Please filter the entries and return only the lines that include "window".
(GIVEN ENTRIES)
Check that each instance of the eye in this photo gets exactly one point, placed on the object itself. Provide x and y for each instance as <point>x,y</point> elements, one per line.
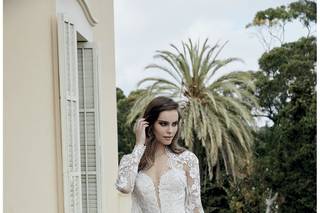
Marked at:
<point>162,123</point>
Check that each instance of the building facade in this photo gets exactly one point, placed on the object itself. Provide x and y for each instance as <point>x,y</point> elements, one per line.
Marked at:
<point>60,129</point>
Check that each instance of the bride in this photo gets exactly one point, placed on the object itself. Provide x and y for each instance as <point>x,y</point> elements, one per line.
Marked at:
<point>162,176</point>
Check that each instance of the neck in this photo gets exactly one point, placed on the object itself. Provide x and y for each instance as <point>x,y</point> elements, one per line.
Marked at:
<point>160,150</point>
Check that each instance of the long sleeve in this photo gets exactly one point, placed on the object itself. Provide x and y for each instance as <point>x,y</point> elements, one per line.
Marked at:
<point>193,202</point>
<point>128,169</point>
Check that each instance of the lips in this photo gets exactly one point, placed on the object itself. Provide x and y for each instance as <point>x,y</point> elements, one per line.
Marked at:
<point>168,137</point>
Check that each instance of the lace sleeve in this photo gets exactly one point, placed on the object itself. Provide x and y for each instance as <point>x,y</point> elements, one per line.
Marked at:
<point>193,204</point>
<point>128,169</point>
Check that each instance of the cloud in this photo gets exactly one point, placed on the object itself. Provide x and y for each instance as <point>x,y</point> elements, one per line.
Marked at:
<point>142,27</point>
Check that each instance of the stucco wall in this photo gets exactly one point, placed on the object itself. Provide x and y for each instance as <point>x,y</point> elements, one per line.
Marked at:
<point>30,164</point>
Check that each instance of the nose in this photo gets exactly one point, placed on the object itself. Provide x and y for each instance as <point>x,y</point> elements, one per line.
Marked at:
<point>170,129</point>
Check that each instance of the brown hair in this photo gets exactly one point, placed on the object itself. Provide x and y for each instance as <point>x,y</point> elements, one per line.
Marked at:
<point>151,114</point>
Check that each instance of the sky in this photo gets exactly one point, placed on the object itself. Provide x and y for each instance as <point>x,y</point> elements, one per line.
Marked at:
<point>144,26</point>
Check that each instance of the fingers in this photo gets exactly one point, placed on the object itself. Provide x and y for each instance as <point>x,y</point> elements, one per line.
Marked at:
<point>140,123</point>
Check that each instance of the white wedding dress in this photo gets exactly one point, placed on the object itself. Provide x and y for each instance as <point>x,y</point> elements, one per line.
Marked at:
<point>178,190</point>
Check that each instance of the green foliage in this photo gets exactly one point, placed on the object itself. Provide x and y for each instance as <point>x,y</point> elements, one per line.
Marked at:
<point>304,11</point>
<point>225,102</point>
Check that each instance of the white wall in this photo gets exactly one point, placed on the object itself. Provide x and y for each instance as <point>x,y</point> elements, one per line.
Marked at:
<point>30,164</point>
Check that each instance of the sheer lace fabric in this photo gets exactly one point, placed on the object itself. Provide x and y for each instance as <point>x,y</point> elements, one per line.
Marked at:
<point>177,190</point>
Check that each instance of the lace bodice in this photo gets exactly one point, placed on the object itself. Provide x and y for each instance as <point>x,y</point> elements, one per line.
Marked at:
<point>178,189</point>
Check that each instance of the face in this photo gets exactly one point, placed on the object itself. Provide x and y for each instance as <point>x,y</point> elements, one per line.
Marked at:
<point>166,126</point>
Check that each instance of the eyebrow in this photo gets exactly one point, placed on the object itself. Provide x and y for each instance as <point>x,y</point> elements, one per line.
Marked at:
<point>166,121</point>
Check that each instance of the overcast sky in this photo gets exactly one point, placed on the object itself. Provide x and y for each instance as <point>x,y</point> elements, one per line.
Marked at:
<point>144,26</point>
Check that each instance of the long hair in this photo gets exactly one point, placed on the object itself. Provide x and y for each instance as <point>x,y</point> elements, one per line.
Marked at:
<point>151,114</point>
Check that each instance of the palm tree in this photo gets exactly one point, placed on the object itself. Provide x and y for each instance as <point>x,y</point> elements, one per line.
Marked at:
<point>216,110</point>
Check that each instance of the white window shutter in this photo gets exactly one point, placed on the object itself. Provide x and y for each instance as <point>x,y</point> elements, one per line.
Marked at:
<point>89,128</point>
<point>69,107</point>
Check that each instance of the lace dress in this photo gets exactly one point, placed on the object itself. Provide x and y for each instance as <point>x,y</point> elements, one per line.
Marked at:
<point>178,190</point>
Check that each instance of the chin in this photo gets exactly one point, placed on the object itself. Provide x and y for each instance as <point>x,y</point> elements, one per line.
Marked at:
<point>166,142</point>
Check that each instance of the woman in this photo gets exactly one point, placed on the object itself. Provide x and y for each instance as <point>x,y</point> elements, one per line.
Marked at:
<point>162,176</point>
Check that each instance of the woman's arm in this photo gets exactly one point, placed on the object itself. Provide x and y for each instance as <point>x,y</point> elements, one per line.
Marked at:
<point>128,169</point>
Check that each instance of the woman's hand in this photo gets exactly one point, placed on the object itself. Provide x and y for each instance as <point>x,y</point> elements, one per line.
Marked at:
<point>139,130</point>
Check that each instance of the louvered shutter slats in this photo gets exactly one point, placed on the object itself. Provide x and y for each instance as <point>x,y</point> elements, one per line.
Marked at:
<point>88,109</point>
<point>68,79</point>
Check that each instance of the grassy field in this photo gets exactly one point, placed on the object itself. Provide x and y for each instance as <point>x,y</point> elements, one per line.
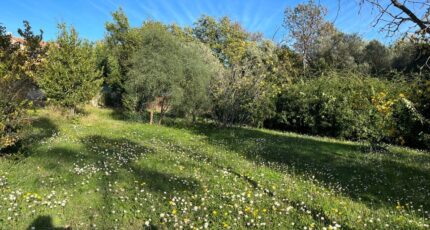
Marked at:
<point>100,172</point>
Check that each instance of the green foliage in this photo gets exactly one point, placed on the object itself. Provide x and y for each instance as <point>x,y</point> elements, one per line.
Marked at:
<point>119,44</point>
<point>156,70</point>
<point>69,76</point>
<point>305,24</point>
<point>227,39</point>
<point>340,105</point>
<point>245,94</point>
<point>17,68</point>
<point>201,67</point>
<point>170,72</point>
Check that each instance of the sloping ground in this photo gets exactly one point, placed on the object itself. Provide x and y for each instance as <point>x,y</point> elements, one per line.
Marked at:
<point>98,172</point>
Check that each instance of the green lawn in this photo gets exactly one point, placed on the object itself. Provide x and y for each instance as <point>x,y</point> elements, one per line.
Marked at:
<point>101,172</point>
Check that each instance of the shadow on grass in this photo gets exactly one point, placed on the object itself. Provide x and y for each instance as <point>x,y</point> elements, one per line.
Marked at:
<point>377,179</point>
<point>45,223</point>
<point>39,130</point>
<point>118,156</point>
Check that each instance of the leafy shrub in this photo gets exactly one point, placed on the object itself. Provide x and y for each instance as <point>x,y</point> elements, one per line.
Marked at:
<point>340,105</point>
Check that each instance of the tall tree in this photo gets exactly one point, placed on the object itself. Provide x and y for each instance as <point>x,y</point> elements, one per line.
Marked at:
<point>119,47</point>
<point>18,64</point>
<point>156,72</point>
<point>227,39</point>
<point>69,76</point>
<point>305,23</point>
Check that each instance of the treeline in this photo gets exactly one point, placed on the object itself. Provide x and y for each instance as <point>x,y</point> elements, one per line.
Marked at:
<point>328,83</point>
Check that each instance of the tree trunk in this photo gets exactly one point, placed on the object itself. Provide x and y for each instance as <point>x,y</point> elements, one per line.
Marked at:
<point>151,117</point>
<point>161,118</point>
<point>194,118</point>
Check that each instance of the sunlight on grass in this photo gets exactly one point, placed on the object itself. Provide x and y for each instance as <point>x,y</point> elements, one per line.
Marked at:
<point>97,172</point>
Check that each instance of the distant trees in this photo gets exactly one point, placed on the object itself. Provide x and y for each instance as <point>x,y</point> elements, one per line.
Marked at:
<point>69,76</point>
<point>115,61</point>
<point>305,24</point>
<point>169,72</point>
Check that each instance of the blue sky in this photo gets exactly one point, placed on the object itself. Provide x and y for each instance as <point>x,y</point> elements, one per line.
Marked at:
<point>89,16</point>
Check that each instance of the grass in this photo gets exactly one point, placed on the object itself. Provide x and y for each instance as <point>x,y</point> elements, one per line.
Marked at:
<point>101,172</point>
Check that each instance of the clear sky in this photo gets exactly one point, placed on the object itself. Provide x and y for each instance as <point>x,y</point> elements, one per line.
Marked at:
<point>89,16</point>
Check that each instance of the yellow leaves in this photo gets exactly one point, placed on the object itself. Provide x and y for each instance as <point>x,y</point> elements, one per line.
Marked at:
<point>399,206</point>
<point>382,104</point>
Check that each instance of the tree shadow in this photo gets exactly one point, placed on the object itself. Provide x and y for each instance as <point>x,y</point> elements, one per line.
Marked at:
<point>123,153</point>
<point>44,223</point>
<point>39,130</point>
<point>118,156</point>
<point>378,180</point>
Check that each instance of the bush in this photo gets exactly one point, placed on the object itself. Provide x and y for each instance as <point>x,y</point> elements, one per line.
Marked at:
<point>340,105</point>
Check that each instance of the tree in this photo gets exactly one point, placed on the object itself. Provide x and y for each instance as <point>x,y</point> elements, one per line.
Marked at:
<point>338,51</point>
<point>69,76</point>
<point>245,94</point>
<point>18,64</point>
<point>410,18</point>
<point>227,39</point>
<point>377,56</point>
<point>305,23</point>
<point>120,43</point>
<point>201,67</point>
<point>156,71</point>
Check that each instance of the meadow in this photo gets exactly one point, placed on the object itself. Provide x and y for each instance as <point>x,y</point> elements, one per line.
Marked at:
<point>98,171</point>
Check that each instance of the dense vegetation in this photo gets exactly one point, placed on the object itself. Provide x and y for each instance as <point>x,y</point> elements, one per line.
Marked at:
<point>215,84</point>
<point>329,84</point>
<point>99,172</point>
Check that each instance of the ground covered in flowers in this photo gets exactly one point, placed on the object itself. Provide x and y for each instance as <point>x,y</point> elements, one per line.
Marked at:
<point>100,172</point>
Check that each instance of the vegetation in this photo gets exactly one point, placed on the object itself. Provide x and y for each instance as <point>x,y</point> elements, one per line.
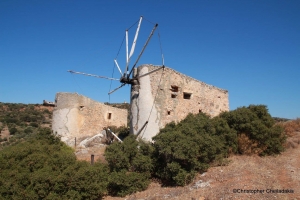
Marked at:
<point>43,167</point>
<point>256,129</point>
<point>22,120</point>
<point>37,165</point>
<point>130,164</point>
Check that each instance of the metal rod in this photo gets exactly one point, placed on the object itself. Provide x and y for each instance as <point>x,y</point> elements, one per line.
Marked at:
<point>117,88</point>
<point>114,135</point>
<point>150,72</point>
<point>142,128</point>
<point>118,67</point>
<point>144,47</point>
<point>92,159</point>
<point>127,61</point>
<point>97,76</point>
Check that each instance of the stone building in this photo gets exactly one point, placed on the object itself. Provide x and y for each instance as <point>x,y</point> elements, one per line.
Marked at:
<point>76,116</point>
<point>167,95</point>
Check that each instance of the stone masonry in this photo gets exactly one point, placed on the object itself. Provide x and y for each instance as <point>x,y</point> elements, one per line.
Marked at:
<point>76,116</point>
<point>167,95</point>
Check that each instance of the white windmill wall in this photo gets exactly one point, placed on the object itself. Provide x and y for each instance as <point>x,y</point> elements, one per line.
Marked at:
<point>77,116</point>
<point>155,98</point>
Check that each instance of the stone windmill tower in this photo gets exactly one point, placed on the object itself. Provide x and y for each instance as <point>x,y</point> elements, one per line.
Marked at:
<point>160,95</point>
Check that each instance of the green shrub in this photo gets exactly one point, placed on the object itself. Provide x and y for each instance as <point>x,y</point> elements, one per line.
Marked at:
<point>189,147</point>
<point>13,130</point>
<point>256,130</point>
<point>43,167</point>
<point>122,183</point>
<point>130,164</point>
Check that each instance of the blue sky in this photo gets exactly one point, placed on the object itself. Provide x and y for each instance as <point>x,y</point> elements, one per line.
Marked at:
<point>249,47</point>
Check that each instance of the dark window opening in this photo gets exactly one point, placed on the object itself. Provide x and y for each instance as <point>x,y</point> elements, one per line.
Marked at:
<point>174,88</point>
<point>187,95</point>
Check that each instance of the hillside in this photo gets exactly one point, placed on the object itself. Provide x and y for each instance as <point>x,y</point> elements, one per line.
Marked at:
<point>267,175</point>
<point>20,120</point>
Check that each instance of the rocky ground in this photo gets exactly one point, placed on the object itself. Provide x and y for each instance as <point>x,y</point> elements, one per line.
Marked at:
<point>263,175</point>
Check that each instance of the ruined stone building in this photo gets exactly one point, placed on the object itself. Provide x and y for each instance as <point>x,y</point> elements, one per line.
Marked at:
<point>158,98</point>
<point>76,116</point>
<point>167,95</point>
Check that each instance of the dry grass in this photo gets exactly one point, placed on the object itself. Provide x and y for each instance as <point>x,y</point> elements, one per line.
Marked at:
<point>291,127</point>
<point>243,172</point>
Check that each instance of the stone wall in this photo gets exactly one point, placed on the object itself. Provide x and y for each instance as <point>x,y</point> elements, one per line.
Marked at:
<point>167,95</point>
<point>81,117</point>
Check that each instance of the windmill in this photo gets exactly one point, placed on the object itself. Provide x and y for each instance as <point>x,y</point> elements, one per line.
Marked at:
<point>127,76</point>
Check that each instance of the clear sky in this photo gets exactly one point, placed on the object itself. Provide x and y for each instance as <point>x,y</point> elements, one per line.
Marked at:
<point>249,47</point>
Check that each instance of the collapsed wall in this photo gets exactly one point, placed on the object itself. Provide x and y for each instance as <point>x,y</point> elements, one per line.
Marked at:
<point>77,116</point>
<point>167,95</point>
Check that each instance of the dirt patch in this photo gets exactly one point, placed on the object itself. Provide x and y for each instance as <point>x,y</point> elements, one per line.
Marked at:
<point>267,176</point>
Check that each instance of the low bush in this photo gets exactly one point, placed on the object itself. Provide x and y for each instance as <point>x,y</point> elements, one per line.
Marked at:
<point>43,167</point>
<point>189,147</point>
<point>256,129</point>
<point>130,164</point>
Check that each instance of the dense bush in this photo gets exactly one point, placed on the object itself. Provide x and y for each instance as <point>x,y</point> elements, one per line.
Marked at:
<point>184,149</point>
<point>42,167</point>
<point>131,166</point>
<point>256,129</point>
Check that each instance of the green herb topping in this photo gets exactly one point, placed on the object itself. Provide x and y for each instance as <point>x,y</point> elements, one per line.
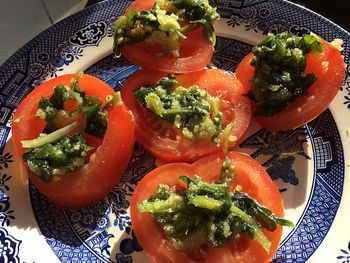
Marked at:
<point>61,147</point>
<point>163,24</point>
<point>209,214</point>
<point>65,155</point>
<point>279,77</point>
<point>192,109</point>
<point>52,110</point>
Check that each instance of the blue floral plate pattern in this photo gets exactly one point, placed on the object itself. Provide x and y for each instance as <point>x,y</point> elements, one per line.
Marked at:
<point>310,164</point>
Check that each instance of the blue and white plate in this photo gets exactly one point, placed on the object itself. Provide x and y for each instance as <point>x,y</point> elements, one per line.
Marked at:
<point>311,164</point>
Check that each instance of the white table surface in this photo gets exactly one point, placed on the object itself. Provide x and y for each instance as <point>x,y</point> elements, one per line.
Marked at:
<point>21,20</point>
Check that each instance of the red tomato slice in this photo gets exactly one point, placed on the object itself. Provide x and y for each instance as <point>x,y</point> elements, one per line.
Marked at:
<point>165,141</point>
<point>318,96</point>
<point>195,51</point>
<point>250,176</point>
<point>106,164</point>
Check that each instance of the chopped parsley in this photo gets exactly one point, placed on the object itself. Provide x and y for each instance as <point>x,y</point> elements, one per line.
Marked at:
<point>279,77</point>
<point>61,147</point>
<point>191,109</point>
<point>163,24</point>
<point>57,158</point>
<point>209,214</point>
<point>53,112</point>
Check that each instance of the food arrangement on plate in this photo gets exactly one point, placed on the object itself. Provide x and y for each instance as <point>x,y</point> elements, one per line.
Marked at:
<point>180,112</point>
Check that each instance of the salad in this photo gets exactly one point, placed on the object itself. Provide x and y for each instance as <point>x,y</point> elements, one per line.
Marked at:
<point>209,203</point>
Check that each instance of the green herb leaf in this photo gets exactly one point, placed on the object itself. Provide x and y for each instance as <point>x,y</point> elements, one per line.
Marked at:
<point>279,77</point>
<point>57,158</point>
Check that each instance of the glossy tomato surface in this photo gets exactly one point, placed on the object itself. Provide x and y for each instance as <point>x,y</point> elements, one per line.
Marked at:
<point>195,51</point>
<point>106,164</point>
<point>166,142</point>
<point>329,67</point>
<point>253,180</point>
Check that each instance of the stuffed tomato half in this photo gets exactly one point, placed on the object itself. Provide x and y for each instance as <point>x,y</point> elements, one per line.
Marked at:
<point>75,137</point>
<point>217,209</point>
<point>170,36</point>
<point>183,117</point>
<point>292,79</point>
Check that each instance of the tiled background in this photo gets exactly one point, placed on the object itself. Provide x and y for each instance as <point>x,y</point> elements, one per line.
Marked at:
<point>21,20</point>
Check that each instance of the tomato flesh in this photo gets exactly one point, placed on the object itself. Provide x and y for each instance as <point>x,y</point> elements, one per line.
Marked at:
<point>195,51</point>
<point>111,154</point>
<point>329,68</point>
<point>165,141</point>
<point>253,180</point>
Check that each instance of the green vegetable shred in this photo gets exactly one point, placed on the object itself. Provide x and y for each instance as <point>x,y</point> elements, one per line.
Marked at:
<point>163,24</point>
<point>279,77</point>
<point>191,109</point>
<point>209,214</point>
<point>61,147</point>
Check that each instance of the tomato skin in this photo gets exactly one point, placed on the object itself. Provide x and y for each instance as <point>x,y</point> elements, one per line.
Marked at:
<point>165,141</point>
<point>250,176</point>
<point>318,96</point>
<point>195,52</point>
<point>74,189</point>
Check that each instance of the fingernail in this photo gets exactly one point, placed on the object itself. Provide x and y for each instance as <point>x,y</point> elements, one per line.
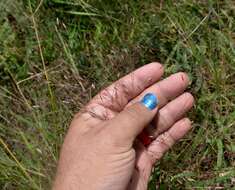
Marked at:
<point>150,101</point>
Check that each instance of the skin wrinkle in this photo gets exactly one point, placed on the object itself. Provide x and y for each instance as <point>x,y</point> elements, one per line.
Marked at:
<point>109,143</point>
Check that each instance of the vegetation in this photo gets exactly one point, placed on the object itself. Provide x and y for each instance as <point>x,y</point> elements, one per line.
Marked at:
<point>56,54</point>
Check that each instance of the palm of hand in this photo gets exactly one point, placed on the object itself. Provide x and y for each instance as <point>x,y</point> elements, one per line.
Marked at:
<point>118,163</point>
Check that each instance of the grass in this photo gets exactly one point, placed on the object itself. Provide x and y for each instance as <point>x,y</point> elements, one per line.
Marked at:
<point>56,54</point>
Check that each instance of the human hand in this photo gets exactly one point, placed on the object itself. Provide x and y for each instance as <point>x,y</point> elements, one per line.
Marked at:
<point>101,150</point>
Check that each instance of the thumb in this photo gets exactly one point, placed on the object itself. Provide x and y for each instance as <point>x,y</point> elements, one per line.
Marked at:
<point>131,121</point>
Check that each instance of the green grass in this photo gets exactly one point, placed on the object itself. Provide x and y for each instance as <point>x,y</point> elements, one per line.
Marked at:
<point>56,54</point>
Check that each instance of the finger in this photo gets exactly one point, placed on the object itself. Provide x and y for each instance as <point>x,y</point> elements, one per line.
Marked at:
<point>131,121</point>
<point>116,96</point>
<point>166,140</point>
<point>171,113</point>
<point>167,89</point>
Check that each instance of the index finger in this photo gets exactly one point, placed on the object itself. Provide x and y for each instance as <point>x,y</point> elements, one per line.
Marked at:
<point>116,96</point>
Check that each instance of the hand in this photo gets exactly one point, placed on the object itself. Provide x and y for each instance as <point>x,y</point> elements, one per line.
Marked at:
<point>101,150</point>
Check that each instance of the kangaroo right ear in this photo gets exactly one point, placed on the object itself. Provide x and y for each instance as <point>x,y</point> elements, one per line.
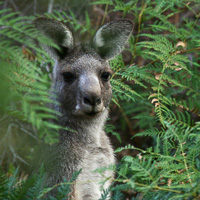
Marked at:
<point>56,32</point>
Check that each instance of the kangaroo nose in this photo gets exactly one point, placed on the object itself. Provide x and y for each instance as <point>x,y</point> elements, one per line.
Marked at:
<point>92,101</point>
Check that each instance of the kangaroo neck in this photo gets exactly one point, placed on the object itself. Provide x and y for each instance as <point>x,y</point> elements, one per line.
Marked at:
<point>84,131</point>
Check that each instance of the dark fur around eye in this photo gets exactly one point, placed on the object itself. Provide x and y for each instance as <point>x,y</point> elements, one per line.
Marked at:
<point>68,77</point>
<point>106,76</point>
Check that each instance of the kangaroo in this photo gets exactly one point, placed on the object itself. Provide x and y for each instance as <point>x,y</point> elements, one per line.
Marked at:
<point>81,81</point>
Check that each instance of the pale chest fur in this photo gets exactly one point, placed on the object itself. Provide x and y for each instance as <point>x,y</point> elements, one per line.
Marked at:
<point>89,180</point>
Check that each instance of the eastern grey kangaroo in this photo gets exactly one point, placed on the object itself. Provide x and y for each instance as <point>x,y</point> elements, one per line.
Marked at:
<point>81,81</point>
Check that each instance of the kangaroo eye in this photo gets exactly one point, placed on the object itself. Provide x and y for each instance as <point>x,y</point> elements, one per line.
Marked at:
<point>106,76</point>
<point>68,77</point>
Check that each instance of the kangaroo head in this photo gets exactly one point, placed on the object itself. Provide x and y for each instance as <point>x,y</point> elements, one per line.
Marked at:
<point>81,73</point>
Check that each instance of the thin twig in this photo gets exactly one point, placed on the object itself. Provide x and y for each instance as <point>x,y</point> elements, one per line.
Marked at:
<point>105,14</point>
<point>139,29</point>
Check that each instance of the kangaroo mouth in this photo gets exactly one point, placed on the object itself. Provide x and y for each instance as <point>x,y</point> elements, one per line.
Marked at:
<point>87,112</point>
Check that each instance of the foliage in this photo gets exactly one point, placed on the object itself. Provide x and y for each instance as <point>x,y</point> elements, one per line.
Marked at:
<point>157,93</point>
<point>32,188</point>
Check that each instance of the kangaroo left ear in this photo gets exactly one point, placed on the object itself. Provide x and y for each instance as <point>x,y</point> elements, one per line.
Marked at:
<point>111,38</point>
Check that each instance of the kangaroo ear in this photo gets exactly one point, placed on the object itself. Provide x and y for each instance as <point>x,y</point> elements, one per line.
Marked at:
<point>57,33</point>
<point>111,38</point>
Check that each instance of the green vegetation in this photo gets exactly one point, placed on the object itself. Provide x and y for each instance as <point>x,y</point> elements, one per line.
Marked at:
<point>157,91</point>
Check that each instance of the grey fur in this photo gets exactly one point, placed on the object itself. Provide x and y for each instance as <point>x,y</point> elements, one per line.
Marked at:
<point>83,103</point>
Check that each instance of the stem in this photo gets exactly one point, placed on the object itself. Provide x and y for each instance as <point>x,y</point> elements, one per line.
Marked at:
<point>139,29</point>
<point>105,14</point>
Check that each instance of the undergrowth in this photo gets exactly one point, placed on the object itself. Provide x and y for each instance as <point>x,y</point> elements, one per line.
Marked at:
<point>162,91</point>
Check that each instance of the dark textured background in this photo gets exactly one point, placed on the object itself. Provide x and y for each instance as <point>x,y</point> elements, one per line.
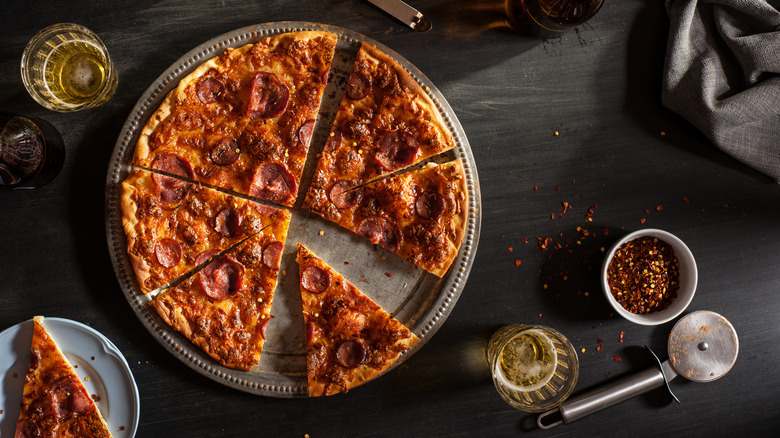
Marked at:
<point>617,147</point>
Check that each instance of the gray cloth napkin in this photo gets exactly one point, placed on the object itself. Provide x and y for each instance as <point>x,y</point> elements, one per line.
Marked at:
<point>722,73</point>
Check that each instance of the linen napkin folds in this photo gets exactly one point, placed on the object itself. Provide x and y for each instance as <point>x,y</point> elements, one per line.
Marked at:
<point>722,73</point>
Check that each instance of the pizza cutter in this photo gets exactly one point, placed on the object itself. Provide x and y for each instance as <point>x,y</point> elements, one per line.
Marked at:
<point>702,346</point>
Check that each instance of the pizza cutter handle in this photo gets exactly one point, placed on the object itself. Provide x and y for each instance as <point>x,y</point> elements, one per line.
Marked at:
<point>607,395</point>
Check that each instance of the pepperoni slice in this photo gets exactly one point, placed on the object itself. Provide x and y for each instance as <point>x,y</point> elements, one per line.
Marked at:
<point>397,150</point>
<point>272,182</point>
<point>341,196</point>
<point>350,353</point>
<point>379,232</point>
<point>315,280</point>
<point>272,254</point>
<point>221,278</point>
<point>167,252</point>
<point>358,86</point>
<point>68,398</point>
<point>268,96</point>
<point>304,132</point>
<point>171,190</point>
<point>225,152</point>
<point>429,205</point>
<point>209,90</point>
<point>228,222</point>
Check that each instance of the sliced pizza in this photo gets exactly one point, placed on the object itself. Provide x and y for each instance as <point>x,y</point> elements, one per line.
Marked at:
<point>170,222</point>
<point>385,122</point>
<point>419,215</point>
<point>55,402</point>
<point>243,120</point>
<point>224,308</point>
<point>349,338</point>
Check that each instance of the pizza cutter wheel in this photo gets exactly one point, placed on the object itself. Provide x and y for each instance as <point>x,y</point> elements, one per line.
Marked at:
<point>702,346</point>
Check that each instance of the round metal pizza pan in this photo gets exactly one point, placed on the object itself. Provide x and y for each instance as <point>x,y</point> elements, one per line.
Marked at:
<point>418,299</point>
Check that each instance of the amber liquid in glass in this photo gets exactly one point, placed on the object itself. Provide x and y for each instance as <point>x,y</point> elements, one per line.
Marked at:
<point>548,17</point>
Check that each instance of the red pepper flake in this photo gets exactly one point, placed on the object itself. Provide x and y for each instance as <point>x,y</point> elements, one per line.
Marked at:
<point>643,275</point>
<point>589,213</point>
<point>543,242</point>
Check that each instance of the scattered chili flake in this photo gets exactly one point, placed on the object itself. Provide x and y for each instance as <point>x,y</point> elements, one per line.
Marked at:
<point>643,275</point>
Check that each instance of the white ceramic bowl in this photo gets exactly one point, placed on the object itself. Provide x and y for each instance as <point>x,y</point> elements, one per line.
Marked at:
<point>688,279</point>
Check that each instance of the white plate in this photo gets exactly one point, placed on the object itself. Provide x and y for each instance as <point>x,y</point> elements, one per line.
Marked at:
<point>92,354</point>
(End GIVEN ENTRIES)
> **RESPONSE TO THIS EXERCISE**
Check that each instance of the white window shutter in this photo gets exactly one point, placed on the object itself. Provide x and y for each instance as <point>x,y</point> elements, one per line.
Check that each instance of the dark window opening in this photo gets exactly one point, placed on the object itself. Provide x and y for each instance as <point>x,y</point> elements, one per line.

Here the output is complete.